## Excerpted text

• • • • • • •

# Night boarding while it's snowing????



## rvcasrfr (Apr 5, 2009)

So this is my second season boarding, and I am just beyond stoked as I didn't get to start boarding until early Spring last season. Can't wait to see what boarding is really all about and all the cool things I still have to experience. Of these things, it seems like shredding some powder at night would be badasssss. Is this possible? Do people do it? Do resorts stay open to offer night boarding while it's snowing? Or does it have the simple fatal flaw that there is just no visibility while it's snowing at night?


----------



## Dano (Sep 16, 2009)

Yeah, a lot of places have night riding for a couple hours for around $15. It's usually at the bottom of the hill in the family/slow area, and some places light up their park. You'll want some kind of clear lenses whether or not they are a removable lens for your goggles, safety glasses, something along those lines. It's kind of like the last run of the day where shadows kind of hide bumps and stuff but it's still a good time. Especially if you get a little trashed at supper or in the hottub before hand.


----------



## rvcasrfr (Apr 5, 2009)

Yea I knew resorts had night boarding, but I wasn't sure if it could still go on while it's snowing. Shredding at night after a good session in the hot tub sounds sooooooo nice. God I'm so amped for this season!!!!


----------



## RiceyHot (Nov 1, 2009)

I'm not sure where you're from and where you'll be riding, but you can find night boarding sessions at just about every big ski resort area. I'm a very new snowboarder, but last season when I learned I went night boarding once and it was indescribable. I LOVE night boarding. Something about riding at night...it's just much more quite and peaceful. Plus the runs are pretty empty since all the families have gone home. Just the snowboading junkies that can't get enough are out. Of the two places I've been night boarding the lighting was great all the way down the mountain and the runs were decently long.

For night boarding in the Denver area: Keystone
For night boarding in the SoCal area: Snow Summit
For night boarding in the Tahoe area: Heavenly

What's great about night boarding is that it is cheap...you only add around $15-$35 bucks on top of your day lift ticket price at most places.


----------



## RiceyHot (Nov 1, 2009)

Wow - great pics.
Damn, maybe I should try to get my job to transfer me to the Northwest...
That powder looks SWEET!


----------



## Grizz (Nov 10, 2008)

Snowolf said:


> Nuking fresh pow!
> 
> 
> 
> ...


I love the two graupel tracers bouncing off your head. Tell me more about the tide effecting night time snow. It's a new theory for me.

Night riding in the PNW rocks. We have two of the largest night areas in the country, Mt Hood Ski Bowl and Snoqualmie Pass. 

Our snow is so close to being rain most of the time, that the extra few degrees it drops at night can make all the difference between a soggy day and an epic night. The total lack of crowds is what I love. Taking your same line and having it filled in from your previous lap is what makes night riding special.

• • • • • • •

## Source data
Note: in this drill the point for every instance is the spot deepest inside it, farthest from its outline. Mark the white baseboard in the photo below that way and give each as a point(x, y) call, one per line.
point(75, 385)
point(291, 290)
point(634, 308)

• • • • • • •

## Set of tasks
**1)** In the night boarding thread, which two areas are named as among the largest night areas in the country?
**2)** Quote the night boarding thread word for word, everything from "So this is my" down to "(Sep 16, 2009)".

## Results of the tasks
**1)** Mt Hood Ski Bowl and Snoqualmie Pass.

**2)**
So this is my second season boarding, and I am just beyond stoked as I didn't get to start boarding until early Spring last season. Can't wait to see what boarding is really all about and all the cool things I still have to experience. Of these things, it seems like shredding some powder at night would be badasssss. Is this possible? Do people do it? Do resorts stay open to offer night boarding while it's snowing? Or does it have the simple fatal flaw that there is just no visibility while it's snowing at night?


----------



## Dano (Sep 16, 2009)